* _Exercice écrit 1_
Convertis en liste numérotée, sans les lignes vides, la partie des enregistrements qui s'ouvre sur la ligne contenant « Detect white window. » et se termine avec la fin des enregistrements, ces deux bornes comprises.

* _Texte à lire_
* * * *

Pierre Drieu la Rochelle fera, le 20 avril, son entrée dans la Pléiade . Il y rejoint notamment Proust, Camus ou le récemment intronisé Kundera. Son inclusion à la prestigieuse collection de Gallimard ne manque pas de faire grincer des dents : antisémite, collabo, fasciste… le moins qu’on puisse dire est que le personnage exhale une odeur de soufre.
Pro-européen , anti-moderne, il est dès 1934 séduit par le régime hitlérien. En 1936, il adhère au PPF, le Parti Populaire français, avec lequel il rompt en 1939. En 1940, la NRF, Nouvelle Revue Française, renaît sous sa direction après quelques mois d’interruption. Débarrassée de ses auteurs juifs et communistes, elle est pendant les trois ans qu’il passe à sa tête un organe collaborationniste. Elle cesse de paraître en 1943 ; il faudra dix ans pour que le sceau infâmant s’estompe et que, à nouveau sous l’égide de Jean Paulhan, la revue renaisse de ces cendres.

* * * *

* _Enregistrements fournis_

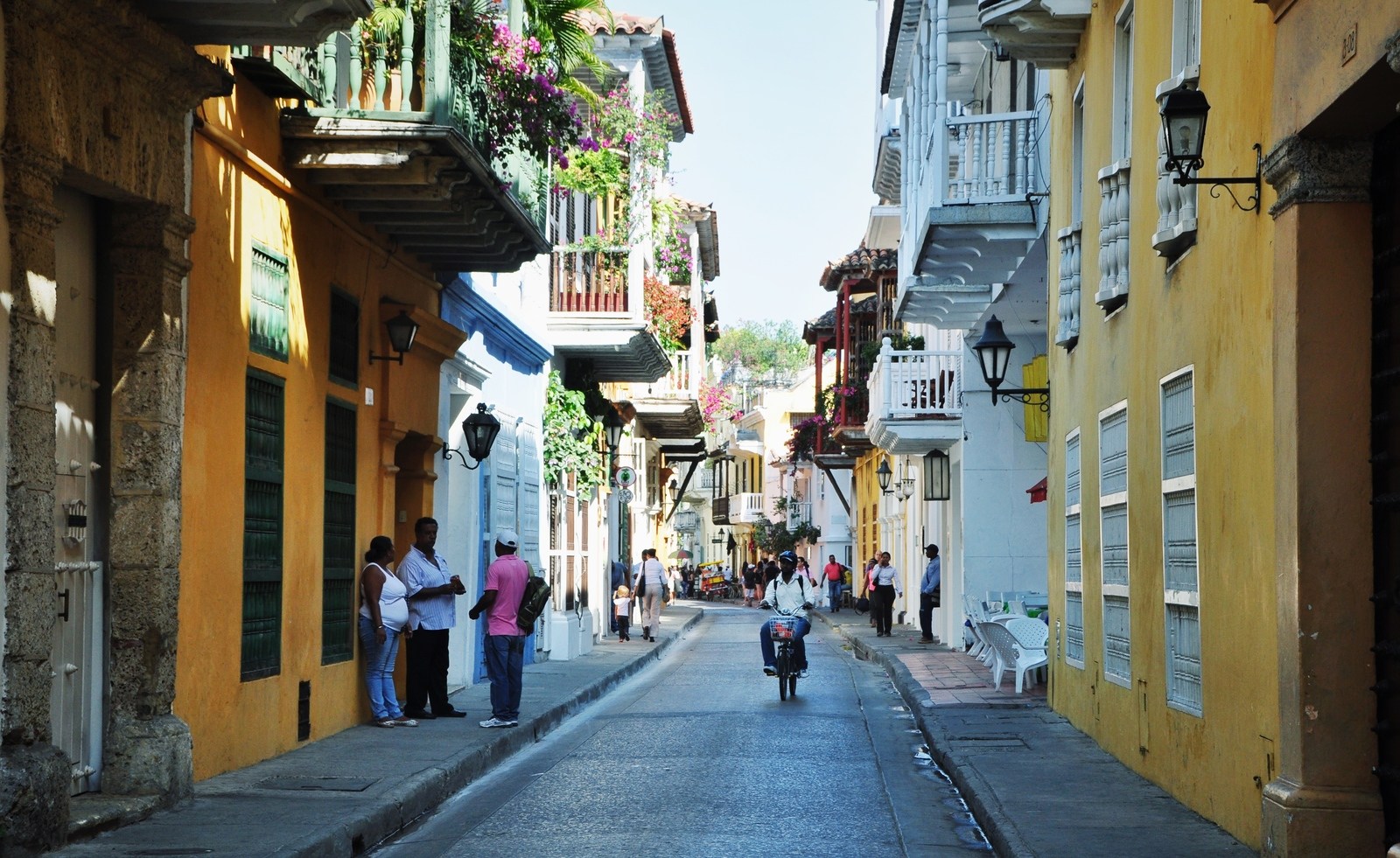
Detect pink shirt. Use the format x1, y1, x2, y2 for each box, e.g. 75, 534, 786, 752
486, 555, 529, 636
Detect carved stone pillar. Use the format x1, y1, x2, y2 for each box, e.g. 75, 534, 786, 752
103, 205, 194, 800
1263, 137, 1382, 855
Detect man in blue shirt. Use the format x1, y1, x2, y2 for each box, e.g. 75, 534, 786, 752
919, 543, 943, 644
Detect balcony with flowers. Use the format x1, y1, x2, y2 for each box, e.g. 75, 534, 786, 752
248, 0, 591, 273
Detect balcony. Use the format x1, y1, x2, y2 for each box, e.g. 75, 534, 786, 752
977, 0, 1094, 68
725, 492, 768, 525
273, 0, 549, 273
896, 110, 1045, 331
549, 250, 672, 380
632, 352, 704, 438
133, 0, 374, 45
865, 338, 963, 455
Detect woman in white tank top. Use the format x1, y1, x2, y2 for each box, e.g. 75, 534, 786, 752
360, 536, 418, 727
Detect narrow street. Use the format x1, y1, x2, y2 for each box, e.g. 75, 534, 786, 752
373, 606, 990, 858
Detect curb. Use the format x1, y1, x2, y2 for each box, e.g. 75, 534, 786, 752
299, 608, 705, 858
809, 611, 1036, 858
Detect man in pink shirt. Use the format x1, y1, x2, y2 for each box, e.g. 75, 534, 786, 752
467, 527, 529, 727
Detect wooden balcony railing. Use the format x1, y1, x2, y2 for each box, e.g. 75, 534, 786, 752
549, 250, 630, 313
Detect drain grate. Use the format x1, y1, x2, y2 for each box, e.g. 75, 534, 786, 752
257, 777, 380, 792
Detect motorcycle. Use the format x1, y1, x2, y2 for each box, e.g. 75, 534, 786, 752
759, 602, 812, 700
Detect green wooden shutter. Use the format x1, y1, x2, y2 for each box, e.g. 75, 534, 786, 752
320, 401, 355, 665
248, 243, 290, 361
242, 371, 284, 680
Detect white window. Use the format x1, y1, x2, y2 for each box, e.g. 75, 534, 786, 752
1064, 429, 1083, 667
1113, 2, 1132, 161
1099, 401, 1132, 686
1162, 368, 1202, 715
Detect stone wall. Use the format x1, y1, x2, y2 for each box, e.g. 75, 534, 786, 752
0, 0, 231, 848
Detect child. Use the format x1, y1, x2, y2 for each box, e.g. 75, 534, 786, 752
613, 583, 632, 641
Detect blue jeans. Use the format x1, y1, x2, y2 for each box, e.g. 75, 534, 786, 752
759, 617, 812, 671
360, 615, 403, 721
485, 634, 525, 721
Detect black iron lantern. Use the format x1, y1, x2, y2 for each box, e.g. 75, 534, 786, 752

* * * *

* _Exercice écrit 2_
Relève toutes les années écrites en chiffres dans le texte sur Drieu la Rochelle.

* _Réponse attendue 1_
1. Detect white window. Use the format x1, y1, x2, y2 for each box, e.g. 75, 534, 786, 752
2. 1064, 429, 1083, 667
3. 1113, 2, 1132, 161
4. 1099, 401, 1132, 686
5. 1162, 368, 1202, 715
6. Detect stone wall. Use the format x1, y1, x2, y2 for each box, e.g. 75, 534, 786, 752
7. 0, 0, 231, 848
8. Detect child. Use the format x1, y1, x2, y2 for each box, e.g. 75, 534, 786, 752
9. 613, 583, 632, 641
10. Detect blue jeans. Use the format x1, y1, x2, y2 for each box, e.g. 75, 534, 786, 752
11. 759, 617, 812, 671
12. 360, 615, 403, 721
13. 485, 634, 525, 721
14. Detect black iron lantern. Use the format x1, y1, x2, y2 for each box, e.g. 75, 534, 786, 752

* _Réponse attendue 2_
1934, 1936, 1939, 1940, 1943